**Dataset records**
*** Begin section ***
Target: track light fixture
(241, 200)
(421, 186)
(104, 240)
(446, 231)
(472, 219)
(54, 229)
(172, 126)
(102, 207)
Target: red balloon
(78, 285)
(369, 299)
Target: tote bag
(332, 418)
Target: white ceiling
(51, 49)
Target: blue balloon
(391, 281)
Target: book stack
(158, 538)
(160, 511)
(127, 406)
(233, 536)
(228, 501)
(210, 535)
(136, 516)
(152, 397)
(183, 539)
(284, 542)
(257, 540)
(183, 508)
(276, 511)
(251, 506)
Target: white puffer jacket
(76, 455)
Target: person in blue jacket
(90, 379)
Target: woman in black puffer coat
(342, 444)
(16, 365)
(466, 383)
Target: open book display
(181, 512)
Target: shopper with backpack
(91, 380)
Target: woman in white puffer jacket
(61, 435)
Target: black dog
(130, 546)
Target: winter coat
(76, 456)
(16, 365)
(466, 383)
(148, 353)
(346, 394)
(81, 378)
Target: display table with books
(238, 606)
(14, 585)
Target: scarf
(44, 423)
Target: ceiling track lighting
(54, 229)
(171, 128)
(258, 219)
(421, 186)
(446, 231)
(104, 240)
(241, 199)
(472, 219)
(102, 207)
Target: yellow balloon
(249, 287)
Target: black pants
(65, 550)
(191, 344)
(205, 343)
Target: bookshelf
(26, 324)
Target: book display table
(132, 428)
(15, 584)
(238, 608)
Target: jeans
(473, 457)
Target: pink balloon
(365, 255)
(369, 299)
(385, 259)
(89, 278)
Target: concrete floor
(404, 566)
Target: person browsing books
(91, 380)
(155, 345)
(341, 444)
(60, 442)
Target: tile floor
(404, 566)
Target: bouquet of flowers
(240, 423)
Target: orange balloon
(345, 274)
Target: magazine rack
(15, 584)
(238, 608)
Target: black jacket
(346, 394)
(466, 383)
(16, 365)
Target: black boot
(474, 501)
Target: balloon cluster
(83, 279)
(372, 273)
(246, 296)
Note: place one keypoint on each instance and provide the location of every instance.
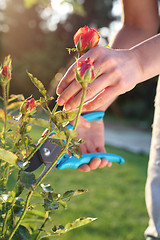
*** End section ***
**TASK DESCRIPTION**
What you return should match the records line for line, minus the pictures.

**WRITTEN ANSWER**
Target: track light fixture
(241, 200)
(421, 186)
(104, 240)
(446, 231)
(472, 219)
(54, 229)
(172, 126)
(102, 207)
Target: red balloon
(78, 285)
(369, 299)
Target: tote bag
(332, 418)
Target: white ceiling
(51, 49)
Target: blue balloon
(391, 281)
Target: book stack
(158, 538)
(160, 511)
(127, 406)
(233, 536)
(228, 501)
(210, 535)
(136, 516)
(152, 397)
(183, 539)
(284, 542)
(257, 540)
(183, 508)
(276, 511)
(251, 506)
Target: white puffer jacket
(76, 455)
Target: person in blue jacket
(90, 379)
Target: woman in black puffer coat
(342, 444)
(16, 365)
(466, 383)
Target: open book display
(181, 512)
Target: shopper with backpack
(91, 380)
Target: woman in white puffer jacket
(61, 435)
Target: black dog
(130, 546)
Target: winter coat
(76, 456)
(16, 365)
(466, 383)
(148, 353)
(346, 394)
(81, 378)
Target: display table with books
(238, 606)
(14, 585)
Target: scarf
(44, 423)
Target: ceiling track lighting
(54, 229)
(171, 128)
(258, 219)
(421, 186)
(446, 231)
(104, 240)
(241, 199)
(472, 219)
(102, 207)
Target: yellow balloon
(249, 287)
Target: black pants
(65, 550)
(191, 344)
(205, 343)
Target: bookshelf
(26, 324)
Target: book display table
(132, 428)
(15, 584)
(238, 608)
Target: jeans
(473, 457)
Target: pink balloon
(365, 255)
(369, 299)
(385, 259)
(89, 278)
Target: concrete floor
(404, 566)
Target: person browsing books
(91, 380)
(155, 345)
(341, 444)
(60, 442)
Target: tile floor
(404, 566)
Target: bouquet of flowers
(240, 423)
Target: orange balloon
(345, 274)
Target: magazine rack
(15, 584)
(238, 608)
Target: black jacket
(346, 394)
(466, 383)
(16, 365)
Target: black boot
(474, 501)
Target: balloon cluster
(83, 279)
(372, 273)
(246, 296)
Note: place one keypoint on each instance and provide the location of every instance.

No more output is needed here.